EXERCISE SET:
• 1. For the Standard InChI text below, decide whether each statement agrees with it, answering yes or no and quoting the deciding words: (a) Standard InChIs carry the prefix "InChI=1S/". (b) The code for generating Standard InChIs comes in a file named INCHI-1-API.zip on the IUPAC site. (c) In version 1.03, standard and non-standard InChI generation are handled by separate binaries.
• 2. Proceed with the Standard InChI text below, picking up after its final sentence.

SELECTED EXCERPT:
----------
Generating Standard Chemical Identifiers (Standard InChI)

Updated for version 1.03 (where standard and non-standard InChI generation have been combined into one binary).

InChI is the International Chemical Identifier - a notation that allows a chemical to be represented as a string.

While it's been around for a few years, there was a problem with using InChI to identify chemicals: the code used to generate the InChI string allowed options to be provided which would alter the output InChI, so you couldn't search across databases for a chemical using a single InChI string.

Hence, Standard InChI: the same thing but with a standard, immutable set of characteristics that will always produce the same InChI string for a given molecule. Standard InChIs are designated by the prefix "InChI=1S/".

Code for generating Standard InChIs can be downloaded from the IUPAC site. You want INCHI-1-API.zip.
----------
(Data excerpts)
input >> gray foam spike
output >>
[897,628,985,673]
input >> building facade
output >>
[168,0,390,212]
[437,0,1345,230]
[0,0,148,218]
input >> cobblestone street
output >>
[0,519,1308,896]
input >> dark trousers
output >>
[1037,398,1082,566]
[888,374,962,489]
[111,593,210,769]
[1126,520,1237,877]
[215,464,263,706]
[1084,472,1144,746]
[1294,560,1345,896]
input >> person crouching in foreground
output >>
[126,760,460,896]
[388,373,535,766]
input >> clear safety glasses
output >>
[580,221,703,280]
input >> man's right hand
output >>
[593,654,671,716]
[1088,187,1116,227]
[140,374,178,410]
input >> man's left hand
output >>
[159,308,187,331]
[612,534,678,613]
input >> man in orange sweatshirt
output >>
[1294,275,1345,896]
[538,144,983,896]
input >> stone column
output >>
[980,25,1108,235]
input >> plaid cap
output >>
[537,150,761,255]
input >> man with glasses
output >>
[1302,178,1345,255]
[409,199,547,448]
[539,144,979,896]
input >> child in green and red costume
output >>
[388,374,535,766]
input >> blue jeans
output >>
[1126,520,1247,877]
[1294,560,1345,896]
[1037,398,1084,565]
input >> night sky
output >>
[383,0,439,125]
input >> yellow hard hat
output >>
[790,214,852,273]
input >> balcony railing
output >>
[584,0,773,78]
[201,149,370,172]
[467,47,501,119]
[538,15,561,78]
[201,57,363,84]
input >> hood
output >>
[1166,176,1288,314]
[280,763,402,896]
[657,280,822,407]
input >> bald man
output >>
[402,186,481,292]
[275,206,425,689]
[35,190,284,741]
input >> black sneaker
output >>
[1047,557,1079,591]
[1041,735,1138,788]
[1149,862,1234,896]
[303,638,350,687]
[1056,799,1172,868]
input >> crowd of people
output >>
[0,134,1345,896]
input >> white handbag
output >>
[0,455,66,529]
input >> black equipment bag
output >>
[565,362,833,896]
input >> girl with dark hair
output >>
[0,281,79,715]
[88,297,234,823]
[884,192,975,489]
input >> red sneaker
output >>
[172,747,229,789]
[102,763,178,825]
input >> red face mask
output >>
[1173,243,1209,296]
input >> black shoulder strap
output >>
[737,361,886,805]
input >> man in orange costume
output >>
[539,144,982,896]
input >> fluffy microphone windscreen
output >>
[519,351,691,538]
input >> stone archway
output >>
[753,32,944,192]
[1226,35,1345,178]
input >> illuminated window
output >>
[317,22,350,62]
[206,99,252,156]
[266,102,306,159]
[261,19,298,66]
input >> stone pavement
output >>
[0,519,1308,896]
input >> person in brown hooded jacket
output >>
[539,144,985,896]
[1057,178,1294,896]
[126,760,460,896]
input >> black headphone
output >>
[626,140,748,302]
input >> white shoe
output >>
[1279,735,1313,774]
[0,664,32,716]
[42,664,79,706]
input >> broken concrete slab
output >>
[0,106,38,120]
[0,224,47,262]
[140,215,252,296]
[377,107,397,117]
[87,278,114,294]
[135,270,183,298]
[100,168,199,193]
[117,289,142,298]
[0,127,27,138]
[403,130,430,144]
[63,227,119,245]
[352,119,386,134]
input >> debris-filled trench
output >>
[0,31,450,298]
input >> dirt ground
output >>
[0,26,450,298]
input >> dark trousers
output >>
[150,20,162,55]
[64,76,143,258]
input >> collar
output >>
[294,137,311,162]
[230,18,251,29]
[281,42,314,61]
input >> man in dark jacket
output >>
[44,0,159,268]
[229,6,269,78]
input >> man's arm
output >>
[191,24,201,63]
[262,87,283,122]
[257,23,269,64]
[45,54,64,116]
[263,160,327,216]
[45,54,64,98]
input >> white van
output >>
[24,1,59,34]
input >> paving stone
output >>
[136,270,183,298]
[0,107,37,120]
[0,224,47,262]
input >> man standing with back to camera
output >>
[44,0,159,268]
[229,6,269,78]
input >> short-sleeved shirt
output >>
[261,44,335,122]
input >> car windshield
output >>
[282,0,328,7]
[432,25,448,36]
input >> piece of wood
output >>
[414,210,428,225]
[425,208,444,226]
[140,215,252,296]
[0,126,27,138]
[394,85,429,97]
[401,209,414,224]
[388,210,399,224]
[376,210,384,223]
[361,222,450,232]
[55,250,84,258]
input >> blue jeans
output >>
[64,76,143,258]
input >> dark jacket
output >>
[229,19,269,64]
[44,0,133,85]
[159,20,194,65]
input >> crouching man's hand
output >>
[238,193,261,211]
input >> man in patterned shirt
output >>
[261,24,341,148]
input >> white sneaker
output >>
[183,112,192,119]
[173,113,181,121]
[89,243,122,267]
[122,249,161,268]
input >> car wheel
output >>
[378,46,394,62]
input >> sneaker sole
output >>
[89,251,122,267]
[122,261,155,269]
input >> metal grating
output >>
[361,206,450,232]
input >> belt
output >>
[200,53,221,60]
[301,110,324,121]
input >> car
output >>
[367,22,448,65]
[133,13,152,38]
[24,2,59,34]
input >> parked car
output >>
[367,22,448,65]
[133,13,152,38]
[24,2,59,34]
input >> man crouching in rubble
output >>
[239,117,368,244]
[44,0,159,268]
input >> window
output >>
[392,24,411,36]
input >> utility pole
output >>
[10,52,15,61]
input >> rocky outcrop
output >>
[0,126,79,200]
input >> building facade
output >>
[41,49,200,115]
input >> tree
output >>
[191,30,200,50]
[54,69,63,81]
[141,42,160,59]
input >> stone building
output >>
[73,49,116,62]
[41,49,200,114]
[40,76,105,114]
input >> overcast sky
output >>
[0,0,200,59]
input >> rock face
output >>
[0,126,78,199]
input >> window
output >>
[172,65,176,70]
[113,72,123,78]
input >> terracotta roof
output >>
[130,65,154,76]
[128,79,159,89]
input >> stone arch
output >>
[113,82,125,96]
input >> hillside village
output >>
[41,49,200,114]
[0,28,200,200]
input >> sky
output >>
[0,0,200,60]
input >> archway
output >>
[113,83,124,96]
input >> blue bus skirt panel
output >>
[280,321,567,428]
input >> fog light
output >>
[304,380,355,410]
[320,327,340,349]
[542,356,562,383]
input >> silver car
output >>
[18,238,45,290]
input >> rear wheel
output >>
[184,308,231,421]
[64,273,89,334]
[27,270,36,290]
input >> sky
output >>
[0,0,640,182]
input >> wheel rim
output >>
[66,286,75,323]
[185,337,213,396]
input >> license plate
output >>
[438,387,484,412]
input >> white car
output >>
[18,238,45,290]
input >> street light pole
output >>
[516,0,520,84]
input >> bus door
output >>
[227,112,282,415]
----------
TASK-BY-TASK ANSWERS:
• 1.
(a) Yes: "Standard InChIs are designated by the prefix "InChI=1S/"."
(b) Yes: "Code for generating Standard InChIs can be downloaded from the IUPAC site. You want INCHI-1-API.zip."
(c) No: "where standard and non-standard InChI generation have been combined into one binary"

• 2.
To generate the inchi-1 executable:

#!/bin/bash
wget 'http://www.iupac.org/inchi/download/version1.03/INCHI-1-API.zip'
unzip INCHI-1-API.zip
cd INCHI-1-API/INCHI/gcc/inchi-1
make
sudo cp inchi-1 /usr/local/bin/

You can test it with a chemical structure file from Nature Chemical Biology, if you have OpenBabel installed:

#!/bin/bash
wget 'http://www.nature.com/nchembio/journal/v5/n1/chemdraw/nchembio.133-comp1.cdx'
babel -icdx nchembio.133-comp1.cdx -osdf chem.sdf # convert CDX file to SDF
inchi-1 chem.sdf

Which generates a standard InChI: InChI=1S/C6H9N3O3/c7-4(5(10)11)1-3-2-8-6(12)9-3/h2,4H,1,7H2,(H,10,11)(H2,8,9,12)/t4-/m0/s1

2-amino-3-(2-oxo-1,3-dihydroimidazol-4-yl)propanoic acid

Most databases don't yet have Standard InChIs indexed for all their articles, but soon that Standard InChI should show up in PubChem, ChemSpider and elsewhere.